GIVEN TEXT:

(begin)

Specify the following information

Fields

Description

Source Project

Project id of target project (that contains potentially compromised resource)

Resource Type

Resource type of logs to review

Start Date

Start date of time period of logs to review

Start Time

Start time of time period of logs to review

End Date

End date of time period of logs to review

End Time

End time of time period of logs to review

# create UI for user input
src_project = widgets.Text(description="Source Project: ", disabled=False)
resource_type = widgets.Dropdown(
    options=['bigquery_dataset', 'bigquery_resource', 'cloudsql_database', 'cloud_function', 'gce_backend_service', 'gce_disk', 'gce_firewall_rule', 'gce_instance', 'gce_instance_group', 'gce_instance_group_manager', 'gce_router', 'gce_snapshot', 'gcs_bucket', 'gke_cluster', 'http_load_balancer', 'k8s_cluster', 'k8s_container', 'k8s_node', 'k8s_pod', 'logging_sink', 'network_security_policy', 'project', 'vpn_gateway'], 
    value='gce_instance', 
    description="Resource Type: ", 
    disabled=False)
start_date = widgets.DatePicker(description='Start Date: ', disabled=False)
start_time = widgets.Text(value='hh:mm', description="Start Time (UTC): ", disabled=False)
end_date = widgets.DatePicker(description='End Date: ', disabled=False)
end_time = widgets.Text(value='hh:mm', description="End Time (UTC): ", disabled=False)

(end)

DATASET EXTRACT:
(begin)

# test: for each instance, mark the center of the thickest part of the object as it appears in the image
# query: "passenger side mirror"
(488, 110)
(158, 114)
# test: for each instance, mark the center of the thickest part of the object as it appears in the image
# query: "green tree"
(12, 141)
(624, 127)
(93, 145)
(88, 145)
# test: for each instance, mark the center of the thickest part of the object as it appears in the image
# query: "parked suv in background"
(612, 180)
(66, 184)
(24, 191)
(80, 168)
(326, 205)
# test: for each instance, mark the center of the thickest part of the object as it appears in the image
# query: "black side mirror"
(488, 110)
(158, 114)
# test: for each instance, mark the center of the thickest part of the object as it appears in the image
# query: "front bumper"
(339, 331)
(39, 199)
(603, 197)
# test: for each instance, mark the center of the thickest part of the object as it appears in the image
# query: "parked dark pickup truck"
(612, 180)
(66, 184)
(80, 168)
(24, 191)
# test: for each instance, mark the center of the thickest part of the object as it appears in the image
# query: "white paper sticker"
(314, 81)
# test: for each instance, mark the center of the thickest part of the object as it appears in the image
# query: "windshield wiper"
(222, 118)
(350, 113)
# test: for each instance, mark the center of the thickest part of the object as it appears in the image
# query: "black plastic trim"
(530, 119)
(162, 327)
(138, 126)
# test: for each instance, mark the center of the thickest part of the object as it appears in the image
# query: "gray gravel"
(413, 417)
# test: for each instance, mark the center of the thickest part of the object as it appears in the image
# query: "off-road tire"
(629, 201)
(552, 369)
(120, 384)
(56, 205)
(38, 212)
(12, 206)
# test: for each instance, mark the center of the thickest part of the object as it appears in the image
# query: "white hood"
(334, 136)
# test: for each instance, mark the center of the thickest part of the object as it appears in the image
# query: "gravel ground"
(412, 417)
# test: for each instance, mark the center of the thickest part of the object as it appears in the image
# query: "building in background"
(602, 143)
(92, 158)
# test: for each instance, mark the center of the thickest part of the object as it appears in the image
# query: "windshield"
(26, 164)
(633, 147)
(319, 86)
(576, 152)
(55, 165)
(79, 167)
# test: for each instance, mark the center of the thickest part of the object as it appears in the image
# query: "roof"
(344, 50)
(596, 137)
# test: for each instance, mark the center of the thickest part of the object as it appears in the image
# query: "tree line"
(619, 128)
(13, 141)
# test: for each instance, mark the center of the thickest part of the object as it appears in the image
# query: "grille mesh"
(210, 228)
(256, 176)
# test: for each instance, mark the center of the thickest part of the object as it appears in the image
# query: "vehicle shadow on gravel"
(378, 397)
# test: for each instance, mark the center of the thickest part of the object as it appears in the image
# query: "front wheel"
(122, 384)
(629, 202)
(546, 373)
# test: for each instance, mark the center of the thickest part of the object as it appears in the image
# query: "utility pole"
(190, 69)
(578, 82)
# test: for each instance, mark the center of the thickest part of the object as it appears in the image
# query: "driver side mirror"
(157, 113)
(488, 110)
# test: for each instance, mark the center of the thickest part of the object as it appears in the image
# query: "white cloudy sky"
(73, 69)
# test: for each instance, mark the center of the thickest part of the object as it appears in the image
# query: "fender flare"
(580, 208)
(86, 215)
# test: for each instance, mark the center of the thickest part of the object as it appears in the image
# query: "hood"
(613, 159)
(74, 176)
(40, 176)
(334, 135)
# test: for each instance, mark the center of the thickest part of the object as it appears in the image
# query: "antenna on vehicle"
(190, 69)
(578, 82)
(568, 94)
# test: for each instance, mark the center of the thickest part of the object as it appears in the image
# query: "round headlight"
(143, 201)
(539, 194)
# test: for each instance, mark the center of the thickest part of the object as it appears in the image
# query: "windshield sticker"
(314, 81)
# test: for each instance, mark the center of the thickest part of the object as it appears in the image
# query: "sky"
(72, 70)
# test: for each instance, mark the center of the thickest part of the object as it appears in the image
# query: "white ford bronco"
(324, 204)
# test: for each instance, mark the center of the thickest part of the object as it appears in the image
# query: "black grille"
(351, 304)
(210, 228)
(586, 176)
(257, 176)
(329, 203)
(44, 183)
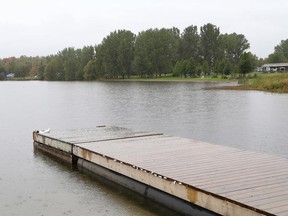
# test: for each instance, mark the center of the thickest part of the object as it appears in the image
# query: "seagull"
(45, 131)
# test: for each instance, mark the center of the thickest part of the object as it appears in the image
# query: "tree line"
(151, 53)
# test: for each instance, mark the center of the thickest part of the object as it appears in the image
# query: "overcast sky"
(44, 27)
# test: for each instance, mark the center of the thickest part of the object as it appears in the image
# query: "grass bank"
(277, 83)
(169, 77)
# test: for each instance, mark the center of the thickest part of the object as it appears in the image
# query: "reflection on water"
(34, 184)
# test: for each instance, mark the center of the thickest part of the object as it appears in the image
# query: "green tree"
(210, 44)
(117, 52)
(282, 49)
(90, 70)
(54, 69)
(189, 43)
(85, 55)
(233, 46)
(247, 63)
(68, 58)
(155, 52)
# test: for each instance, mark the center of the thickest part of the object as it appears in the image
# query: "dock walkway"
(221, 179)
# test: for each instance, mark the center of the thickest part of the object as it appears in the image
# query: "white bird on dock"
(45, 131)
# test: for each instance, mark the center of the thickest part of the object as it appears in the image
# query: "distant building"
(275, 67)
(11, 75)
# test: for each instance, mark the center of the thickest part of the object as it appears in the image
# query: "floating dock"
(191, 177)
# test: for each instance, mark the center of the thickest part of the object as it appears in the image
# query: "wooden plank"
(226, 180)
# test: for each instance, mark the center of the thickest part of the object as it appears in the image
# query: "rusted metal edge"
(190, 193)
(118, 138)
(52, 142)
(151, 193)
(56, 153)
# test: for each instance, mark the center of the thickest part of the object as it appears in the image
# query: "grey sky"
(44, 27)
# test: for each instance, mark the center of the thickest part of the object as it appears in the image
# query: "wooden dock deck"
(221, 179)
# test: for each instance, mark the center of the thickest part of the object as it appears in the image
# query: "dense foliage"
(151, 53)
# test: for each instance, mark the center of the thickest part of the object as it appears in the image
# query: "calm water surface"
(34, 184)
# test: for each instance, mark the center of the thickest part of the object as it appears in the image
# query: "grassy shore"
(277, 83)
(170, 78)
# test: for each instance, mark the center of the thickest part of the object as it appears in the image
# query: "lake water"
(34, 184)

(end)

REQUIREMENTS:
#1 Answer these questions using the given text:
(a) What does the Source Project field contain?
(b) Which option is preset in the Resource Type dropdown?
(c) What value appears in the Start Time box before anything is typed?
#2 In one to three sentences, state what the given text says the widget lines in the code are for.
#3 Please return the passage of the given text from "start_date = widgets.DatePicker(description='Start" up to and including "widgets.DatePicker(description='End Date: ', disabled=False)".

FINAL RESULTS:
#1
(a) The project id of the target project, the one that contains the potentially compromised resource.
(b) 'gce_instance'.
(c) 'hh:mm'.

#2 The comment above them says they create a UI for user input. Through it the user enters the source project, the resource type of the logs to review, and the start and end date and time (UTC) of the period to review.

#3
start_date = widgets.DatePicker(description='Start Date: ', disabled=False)
start_time = widgets.Text(value='hh:mm', description="Start Time (UTC): ", disabled=False)
end_date = widgets.DatePicker(description='End Date: ', disabled=False)